* begin SOURCE PASSAGE *

American Horror Story is no stranger to remixing real-life history with ludicrous, heightened Murphy-isms, whether it’s AHS: 1984’s incorporation of Richard Ramirez, AHS: Cult’s use of Valerie Solanas, or AHS: Coven’s prominent role for the Axeman of New Orleans. Accordingly, it’s very much par for the course for AHS: Delicate to riff on other pop culture touchstones and infinitely warp them to its wicked whims. That being said, it takes real guts to do a postmodern feminist version of Rosemary’s Baby and then actually put Mia Farrow – while she’s filming Rosemary’s Baby, no less – into the narrative. This is the type of gonzo bullshit that I want out of American Horror Story! Sharon Tate even shows up for a minute because why the hell not? Make no mistake, this is completely absurd, but the right kind of campy absurdity that’s consistently been in American Horror Story’s wheelhouse since its inception. It’s a wild introduction that sets up an Oscar-centric AHS: Delicate episode for success. “Little Gold Man” is a chaotic episode that’s worth its weight in gold and starts to bring this contentious season home. 

It’d be one thing if “Little Gold Man” just featured a brief detour to 1967 so that this season of pregnancy horror could cross off Rosemary’s Baby from its checklist. AHS: Delicate gets more ambitious with its revisionist history and goes so far as to say that Mia Farrow and Anna Victoria Alcott are similarly plagued. “Little Gold Man” intentionally gives Frank Sinatra dialogue that’s basically verbatim from Dex Harding Sr., which indicates that this demonic curse has been ruffling Hollywood’s feathers for the better part of a century. Anna Victoria Alcott’s Oscar-nominated feature film, The Auteur, is evidently no different than Rosemary’s Baby. It’s merely Satanic forces’ latest attempt to cultivate the “perfect product.” “Little Gold Man” even implies that the only reason that Mia Farrow didn’t go on to make waves at the 1969 Academy Awards and ends up with her twisted lot in life is because she couldn’t properly commit to Siobhan’s scheme, unlike Anna.

* end SOURCE PASSAGE *
* begin STORED ROWS *

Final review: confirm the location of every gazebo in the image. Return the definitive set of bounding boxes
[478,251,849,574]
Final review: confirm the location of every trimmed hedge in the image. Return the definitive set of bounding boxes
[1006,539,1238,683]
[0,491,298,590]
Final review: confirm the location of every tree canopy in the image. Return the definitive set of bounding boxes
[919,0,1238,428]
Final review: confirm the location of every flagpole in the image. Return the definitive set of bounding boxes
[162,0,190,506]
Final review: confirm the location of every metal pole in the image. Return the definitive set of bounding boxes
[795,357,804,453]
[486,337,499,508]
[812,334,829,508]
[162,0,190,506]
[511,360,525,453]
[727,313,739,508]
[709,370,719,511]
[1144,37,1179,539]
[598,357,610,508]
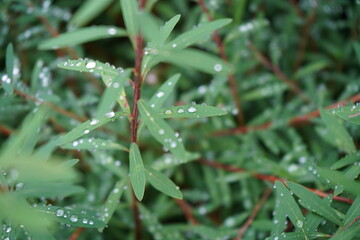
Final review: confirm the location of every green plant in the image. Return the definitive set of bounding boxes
[0,0,360,240]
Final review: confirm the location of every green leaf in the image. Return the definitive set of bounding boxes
[120,0,140,46]
[167,19,232,49]
[129,143,145,201]
[146,168,182,199]
[318,167,360,195]
[96,70,130,118]
[101,180,126,231]
[158,104,227,118]
[138,100,186,159]
[320,109,356,153]
[329,105,360,125]
[287,182,341,225]
[70,0,112,27]
[57,113,124,147]
[61,138,129,151]
[5,43,14,81]
[39,26,126,50]
[150,14,180,48]
[158,49,233,75]
[329,221,360,240]
[16,182,84,198]
[36,205,105,228]
[331,152,360,170]
[149,74,180,109]
[58,58,119,76]
[276,181,305,232]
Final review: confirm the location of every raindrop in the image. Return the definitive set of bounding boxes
[178,108,185,113]
[214,64,222,72]
[108,28,117,35]
[86,61,96,68]
[188,106,196,113]
[55,209,64,217]
[70,215,78,222]
[90,118,99,126]
[105,112,115,118]
[156,91,164,98]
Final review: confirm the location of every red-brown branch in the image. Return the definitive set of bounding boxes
[213,94,360,136]
[248,42,311,103]
[175,199,199,225]
[198,159,354,204]
[234,189,271,240]
[198,0,245,126]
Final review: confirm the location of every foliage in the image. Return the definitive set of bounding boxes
[0,0,360,240]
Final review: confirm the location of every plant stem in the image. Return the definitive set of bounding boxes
[198,0,245,126]
[234,189,271,240]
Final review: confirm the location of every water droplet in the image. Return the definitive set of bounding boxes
[90,118,99,126]
[70,215,78,222]
[214,64,222,72]
[108,28,117,35]
[188,106,196,113]
[296,220,304,228]
[105,112,115,118]
[156,91,164,98]
[86,61,96,68]
[55,209,64,217]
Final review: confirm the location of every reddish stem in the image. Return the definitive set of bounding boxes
[214,94,360,136]
[175,199,199,225]
[198,0,245,126]
[234,189,271,240]
[198,159,354,204]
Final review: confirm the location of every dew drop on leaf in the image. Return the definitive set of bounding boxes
[86,61,96,68]
[55,209,64,217]
[214,64,222,72]
[187,106,196,113]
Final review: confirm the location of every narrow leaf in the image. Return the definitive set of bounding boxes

* end STORED ROWS *

GIVEN EXERCISE 1:
Translate this sentence from the review of AHS: Delicate into Spanish: "It’s a wild introduction that sets up an Oscar-centric AHS: Delicate episode for success."
GIVEN EXERCISE 2:
Pick up the review of AHS: Delicate after its last sentence and keep writing it.
The items have no role in this work.

FINAL RESULT 1:
Es una introducción alocada que prepara el terreno para que un episodio de AHS: Delicate centrado en los Óscar sea un éxito.

FINAL RESULT 2:
This is easily one of American Horror Story’s more ridiculous cold opens, but there’s a lot of love for the horror genre and Hollywood that pumps through its veins. If Hollywood needs to be a part of AHS: Delicate’s story then this is actually the perfect connective tissue. On that note, Claire DeJean plays Sharon Tate in “Little Gold Man” and does fine work with the brief scene. However, it would have been a nice, subtle nod of continuity if AHS: Delicate brought back Rachel Roberts who previously portrayed Tate in AHS: Cult. “Little Gold Man” still makes its point and to echo a famous line from Jennifer Lynch’s father’s television masterpiece: “It is happening again.”

“Little Gold Man” is rich in sequences where Anna just rides the waves of success and enjoys her blossoming fame. She feels empowered and begins to finally take control of her life, rather than let it push her around and get under her skin like a gestating fetus. Anna’s success coincides with a colossal exposition dump from Tavi Gevinson’s Cora, a character who’s been absent for so long that we were all seemingly meant to forget that she was ever someone who was supposed to be significant. Cora has apparently been the one pulling many of Anna’s strings all along as she goes Single White Female, rather than Anna having a case of Repulsion. It’s an explanation that oddly works and feeds into the episode’s more general message of dreams becoming nightmares. Cora continuing to stay aligned with Dr. Hill because she has student loans is also somehow, tragically the perfect explanation for her abhorrent behavior. It’s not the most outlandish series of events in an episode that also briefly gives Anna alligator legs and makes Emma Roberts and Kim Kardashian kiss.

American Horror Story Season 12 Episode 8 Cora In Cloak

“Little Gold Man” often feels like it hits the fast-forward button as it delivers more answers, much in the same vein as last week’s “Ava Hestia.” These episodes are two sides of the same coin and it’s surely no coincidence that they’re both directed by Jennifer Lynch. This season has benefitted from being entirely written by Halley Feiffer – a first for the series – but it’s unfortunate that Lynch couldn’t direct every episode of AHS: Delicate instead of just four out of nine entries. That’s not to say that a version of this season that was unilaterally directed by Lynch would have been without its issues. However, it’s likely that there’d be a better sense of synergy across the season with fewer redundancies. She’s responsible for the best episodes of AHS: Delicate and it’s a disappointment that she won’t be the one who closes the season out in next week’s finale.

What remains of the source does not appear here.